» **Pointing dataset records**

----

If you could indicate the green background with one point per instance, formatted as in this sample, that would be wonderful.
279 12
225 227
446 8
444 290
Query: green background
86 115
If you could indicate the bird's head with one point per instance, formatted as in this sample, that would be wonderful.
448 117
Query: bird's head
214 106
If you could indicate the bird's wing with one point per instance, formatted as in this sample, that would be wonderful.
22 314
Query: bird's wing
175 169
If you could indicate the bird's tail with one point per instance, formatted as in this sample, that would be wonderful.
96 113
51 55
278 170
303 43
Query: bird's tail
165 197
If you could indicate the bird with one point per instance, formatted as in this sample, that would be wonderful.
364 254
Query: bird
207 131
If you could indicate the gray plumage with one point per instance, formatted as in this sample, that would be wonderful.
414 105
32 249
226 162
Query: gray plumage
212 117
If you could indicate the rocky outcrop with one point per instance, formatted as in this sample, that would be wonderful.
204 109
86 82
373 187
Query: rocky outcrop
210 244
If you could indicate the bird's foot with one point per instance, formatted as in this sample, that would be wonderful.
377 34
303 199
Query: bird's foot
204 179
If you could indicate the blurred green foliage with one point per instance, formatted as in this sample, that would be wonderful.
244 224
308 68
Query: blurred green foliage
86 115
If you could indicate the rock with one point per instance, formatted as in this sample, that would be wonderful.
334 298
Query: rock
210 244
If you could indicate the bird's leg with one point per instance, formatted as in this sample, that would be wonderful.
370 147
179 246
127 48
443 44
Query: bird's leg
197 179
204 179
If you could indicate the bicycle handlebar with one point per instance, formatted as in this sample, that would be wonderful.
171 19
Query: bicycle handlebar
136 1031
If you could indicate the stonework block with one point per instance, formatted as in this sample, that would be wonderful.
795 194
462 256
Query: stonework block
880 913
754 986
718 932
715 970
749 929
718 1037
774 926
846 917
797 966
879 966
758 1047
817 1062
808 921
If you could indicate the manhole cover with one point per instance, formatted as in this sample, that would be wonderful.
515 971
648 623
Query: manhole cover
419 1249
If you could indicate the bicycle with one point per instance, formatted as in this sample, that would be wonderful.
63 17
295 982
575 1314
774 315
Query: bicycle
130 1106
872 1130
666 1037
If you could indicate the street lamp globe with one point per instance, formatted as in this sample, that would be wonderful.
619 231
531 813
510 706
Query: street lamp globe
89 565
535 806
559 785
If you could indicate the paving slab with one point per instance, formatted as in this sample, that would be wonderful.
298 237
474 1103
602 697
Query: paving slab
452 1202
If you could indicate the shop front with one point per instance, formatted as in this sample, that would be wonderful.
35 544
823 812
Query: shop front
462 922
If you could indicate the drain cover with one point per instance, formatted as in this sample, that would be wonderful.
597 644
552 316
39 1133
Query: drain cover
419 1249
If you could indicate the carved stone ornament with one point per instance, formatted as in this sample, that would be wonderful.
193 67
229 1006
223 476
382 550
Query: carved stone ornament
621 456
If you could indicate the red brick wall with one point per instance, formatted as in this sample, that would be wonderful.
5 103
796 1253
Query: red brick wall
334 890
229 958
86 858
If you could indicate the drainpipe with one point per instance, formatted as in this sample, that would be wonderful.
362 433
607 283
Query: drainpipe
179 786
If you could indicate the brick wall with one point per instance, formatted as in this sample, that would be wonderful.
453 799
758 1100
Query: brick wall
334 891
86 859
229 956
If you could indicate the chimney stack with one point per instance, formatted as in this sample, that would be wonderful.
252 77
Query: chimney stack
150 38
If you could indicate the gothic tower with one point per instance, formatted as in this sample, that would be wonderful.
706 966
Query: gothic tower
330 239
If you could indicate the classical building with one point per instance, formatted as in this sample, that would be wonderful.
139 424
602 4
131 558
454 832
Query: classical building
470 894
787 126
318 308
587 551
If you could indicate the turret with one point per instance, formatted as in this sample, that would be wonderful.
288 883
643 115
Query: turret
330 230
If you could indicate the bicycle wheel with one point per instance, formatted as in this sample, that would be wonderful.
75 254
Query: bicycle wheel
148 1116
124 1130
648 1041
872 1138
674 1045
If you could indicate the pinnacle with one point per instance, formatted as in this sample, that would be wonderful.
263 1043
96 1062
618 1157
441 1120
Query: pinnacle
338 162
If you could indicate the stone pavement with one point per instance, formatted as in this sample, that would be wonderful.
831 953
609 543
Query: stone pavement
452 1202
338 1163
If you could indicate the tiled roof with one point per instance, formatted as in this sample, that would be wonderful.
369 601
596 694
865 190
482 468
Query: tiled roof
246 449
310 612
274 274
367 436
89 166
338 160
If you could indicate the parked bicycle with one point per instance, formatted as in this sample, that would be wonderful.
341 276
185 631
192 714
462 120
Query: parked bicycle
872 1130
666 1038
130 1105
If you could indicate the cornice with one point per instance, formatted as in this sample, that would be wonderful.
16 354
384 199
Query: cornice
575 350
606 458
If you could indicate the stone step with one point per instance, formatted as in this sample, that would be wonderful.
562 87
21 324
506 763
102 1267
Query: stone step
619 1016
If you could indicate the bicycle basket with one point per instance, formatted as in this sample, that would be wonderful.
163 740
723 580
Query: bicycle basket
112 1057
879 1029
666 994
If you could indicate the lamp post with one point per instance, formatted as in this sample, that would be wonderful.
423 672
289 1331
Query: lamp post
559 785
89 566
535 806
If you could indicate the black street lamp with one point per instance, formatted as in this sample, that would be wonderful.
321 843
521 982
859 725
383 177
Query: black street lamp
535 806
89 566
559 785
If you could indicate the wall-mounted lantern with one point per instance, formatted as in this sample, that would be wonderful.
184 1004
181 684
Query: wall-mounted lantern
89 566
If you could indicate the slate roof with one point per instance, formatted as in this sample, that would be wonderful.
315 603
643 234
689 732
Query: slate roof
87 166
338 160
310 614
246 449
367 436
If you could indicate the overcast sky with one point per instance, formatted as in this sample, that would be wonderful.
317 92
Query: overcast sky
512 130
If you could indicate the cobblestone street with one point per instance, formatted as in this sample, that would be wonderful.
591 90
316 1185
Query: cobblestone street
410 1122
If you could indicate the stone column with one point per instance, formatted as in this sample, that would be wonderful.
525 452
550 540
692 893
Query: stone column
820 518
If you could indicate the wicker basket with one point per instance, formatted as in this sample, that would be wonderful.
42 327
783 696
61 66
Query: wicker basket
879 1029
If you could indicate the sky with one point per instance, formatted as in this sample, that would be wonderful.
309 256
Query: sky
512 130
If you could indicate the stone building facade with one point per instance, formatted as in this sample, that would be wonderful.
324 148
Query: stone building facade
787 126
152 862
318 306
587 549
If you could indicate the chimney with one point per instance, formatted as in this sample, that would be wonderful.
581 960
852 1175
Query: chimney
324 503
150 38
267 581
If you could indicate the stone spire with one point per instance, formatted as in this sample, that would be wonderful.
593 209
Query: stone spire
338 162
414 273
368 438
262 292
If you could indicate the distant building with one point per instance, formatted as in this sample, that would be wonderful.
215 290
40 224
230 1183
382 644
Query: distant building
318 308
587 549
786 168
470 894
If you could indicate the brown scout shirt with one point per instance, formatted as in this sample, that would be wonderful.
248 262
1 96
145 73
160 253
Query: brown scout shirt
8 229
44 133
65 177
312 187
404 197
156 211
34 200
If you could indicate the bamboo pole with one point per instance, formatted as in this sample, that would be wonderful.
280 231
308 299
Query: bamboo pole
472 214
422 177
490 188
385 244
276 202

----

» **Aim**
Every record shown above should be written out again exactly.

» **Completed task**
If you could indicate the green background with one point per instance, formatted as in this sample, that would be wonderful.
279 12
225 227
446 8
444 290
Query: green background
86 115
If you could indicate the bird's head with one point per instance, formatted as in this sample, that would be wonderful.
448 117
Query: bird's head
214 106
If you could indicate the bird's wing with one point per instance, formatted as in this sample, that would be wonderful.
22 314
Query: bird's wing
175 169
If you could indicate the bird's tail with one point per instance, formatted as in this sample, that would be wonderful.
96 113
51 55
278 170
303 43
Query: bird's tail
165 197
If you could indicate the bird with one point per instance, formatted as in this sample, that would be wonderful.
364 254
Query: bird
207 131
If you could indicate the gray plumage with one point per instance, formatted as in this sample, that would be wonderful.
414 105
32 249
226 162
Query: gray plumage
212 117
If you could indicate the rocky outcrop with one point per instance, formatted as in this sample, that would be wonderful.
204 109
86 82
373 187
Query: rocky outcrop
210 244
If you could indicate the bird's foot with one point per instance, formatted as in this sample, that would be wonderful.
377 34
303 199
Query: bird's foot
204 179
If you could indicate the blurred green foliage with one point per instance, formatted as in this sample, that would be wonderful.
244 224
308 68
Query: blurred green foliage
86 115
If you could indicate the rock with one point per instance, formatted as in this sample, that would be wonderful.
334 298
Query: rock
210 244
If you could indicate the bird's leg with one point per instance, formatted as in this sample, that would be wonderful.
370 147
179 246
127 48
443 44
Query: bird's leg
197 179
204 179
If you could indicate the bicycle handlebar with one point per instance, formatted as in this sample, that would be wonderful.
171 19
Query: bicycle handlebar
136 1031
If you could indicate the stonework block with one point per instance, formatted as in this sample, that would be wonderful.
795 194
462 256
Query: stonework block
880 913
754 986
718 932
715 970
749 929
718 1037
774 926
846 917
797 966
879 966
758 1047
817 1062
808 921
If you could indicate the manhole cover with one point per instance, formatted as in this sample, that would be wonderful.
515 971
648 623
Query: manhole cover
419 1249
If you could indicate the bicycle with one point per instance, formatted as in this sample, that would be wonderful.
63 17
295 982
575 1314
774 315
Query: bicycle
130 1106
872 1130
666 1037
If you could indicate the street lamp globe with one point per instance, formatted as in this sample, that would be wonderful.
619 231
531 813
510 706
Query: street lamp globe
89 565
535 806
559 785
If you could indicate the paving slab with one point per instance, formatted as in this sample, that would be wonderful.
298 237
474 1103
602 697
Query: paving slab
452 1202
If you could indicate the shop front with one point per instance, formatted as in this sample, that would be wonderful.
35 544
823 812
Query: shop front
462 922
If you could indicate the drain cover with one point per instance, formatted as in this sample, that would be wonderful.
597 644
552 316
39 1133
Query: drain cover
419 1249
If you could indicate the carved stone ornament with one point per instance, formatted as in this sample, that would be wonderful.
193 67
229 1006
223 476
382 550
Query: carved stone ornament
621 456
If you could indicate the red brick wall with one point per instance, formatted as in this sample, that would be wonderful.
5 103
796 1253
Query: red brick wall
334 890
229 958
86 858
If you could indicate the drainpipe with one point per instance, formatted as in this sample, that would be wonderful.
362 433
607 283
Query: drainpipe
179 786
If you could indicate the brick wall with one point per instance, formatted as in this sample, that would be wonderful.
453 799
758 1100
Query: brick wall
334 891
86 859
229 956
If you could indicate the chimney stack with one point per instance, formatted as in this sample, that would be wonderful.
252 77
Query: chimney stack
150 38
If you could indicate the gothic tower with one point per instance, formatted as in this sample, that would be wonderful.
706 966
Query: gothic tower
330 239
If you could indicate the classical building with one point per instance, formatted as in this sample, that would be wonderful.
139 424
602 4
131 558
454 832
Query: classical building
470 894
787 126
318 308
587 551
If you could indicate the turret with one point per instance, formatted as in this sample, that would be wonderful.
288 883
643 115
Query: turret
330 230
If you could indicate the bicycle wheel with one point per instance, formatted as in this sample, that would be wonderful.
75 254
Query: bicycle wheel
148 1116
124 1130
648 1041
872 1138
674 1045
If you could indicate the pinnacle with one point per instance, formatted as in this sample, that would be wonderful.
263 1043
96 1062
618 1157
441 1120
Query: pinnacle
338 162
If you could indicate the stone pavement with one point per instance, formatted as in this sample, that would be wonderful.
831 953
609 543
Query: stone pavement
452 1202
338 1163
If you could indicate the tiled roof with one point per instance, formatted as in this sample, that would be wonderful.
369 601
596 694
865 190
482 468
Query: tiled roof
246 449
310 612
274 274
367 436
89 166
338 160
If you could indicate the parked bicycle with one point per instance, formatted as in this sample, that would be wonderful.
341 276
185 631
192 714
462 120
Query: parked bicycle
872 1130
666 1038
130 1105
If you could indicate the cornice with one point per instance, formatted as in this sample, that would be wonderful.
16 354
384 199
Query: cornice
575 350
606 458
If you could indicate the stone step with one point per instance, formatted as in this sample, that would be wonderful.
562 87
21 324
506 763
102 1267
Query: stone step
619 1016
If you could indicate the bicycle basket with one point per instance, formatted as in this sample, that would be wonderful.
163 740
723 580
Query: bicycle basket
112 1057
879 1029
666 994
If you could indicate the lamp post with one point per instance, formatted as in this sample, that would be wonderful.
423 672
289 1331
Query: lamp post
559 785
89 566
535 806
If you could indicate the black street lamp with one point per instance, formatted as in this sample, that would be wonderful.
321 843
521 982
859 725
383 177
Query: black street lamp
535 806
89 566
559 785
If you could indicate the wall-mounted lantern with one point per instance, formatted as in this sample, that would be wonderful.
184 1004
181 684
Query: wall-mounted lantern
89 566
If you could indicate the slate roof with one point per instance, formatted as in this sample, that would be wonderful.
315 603
643 234
689 732
Query: slate roof
87 166
338 160
310 614
246 449
367 436
If you could indicate the overcast sky with one point per instance, formatted as in this sample, that would be wonderful.
317 92
Query: overcast sky
512 130
If you could indicate the cobblestone street with one point per instance, formatted as in this sample, that would be wonderful.
591 90
316 1185
Query: cobblestone street
410 1122
If you could indicate the stone column with one point per instance, formatted as in this sample, that would be wonderful.
525 452
550 540
692 893
Query: stone column
820 518
If you could indicate the wicker basket with one point per instance, formatted as in this sample, that would be wonderful.
42 327
783 696
61 66
Query: wicker basket
879 1029
If you could indicate the sky with one point per instance, formatted as in this sample, that would be wonderful.
309 256
Query: sky
512 130
If you could indicate the stone building facade with one point per instance, formatted as in this sample, that would be wonderful.
324 148
Query: stone building facade
787 126
152 862
318 306
587 549
If you could indicate the chimney with one point per instance, formatted as in this sample, that would be wonderful.
581 960
852 1175
Query: chimney
324 503
150 38
267 581
If you could indicate the stone spire with one point per instance, formatted as in this sample, that would be wonderful.
593 209
Query: stone spire
338 162
414 273
368 438
262 292
If you could indicate the distant building with one point per instance, formatted as in this sample, that would be wonderful.
215 290
40 224
230 1183
382 644
Query: distant building
318 308
587 549
786 168
470 894
If you could indicate the brown scout shirt with one point per instance, formatted as in this sample, that would be wonderful.
248 262
1 96
145 73
160 253
Query: brown scout shirt
8 229
44 133
65 177
312 187
404 197
156 211
34 200
If you could indicate the bamboo pole with one point per instance, formatted as in this sample, that would be wonderful.
280 231
308 299
Query: bamboo pole
472 214
422 177
490 188
385 244
276 202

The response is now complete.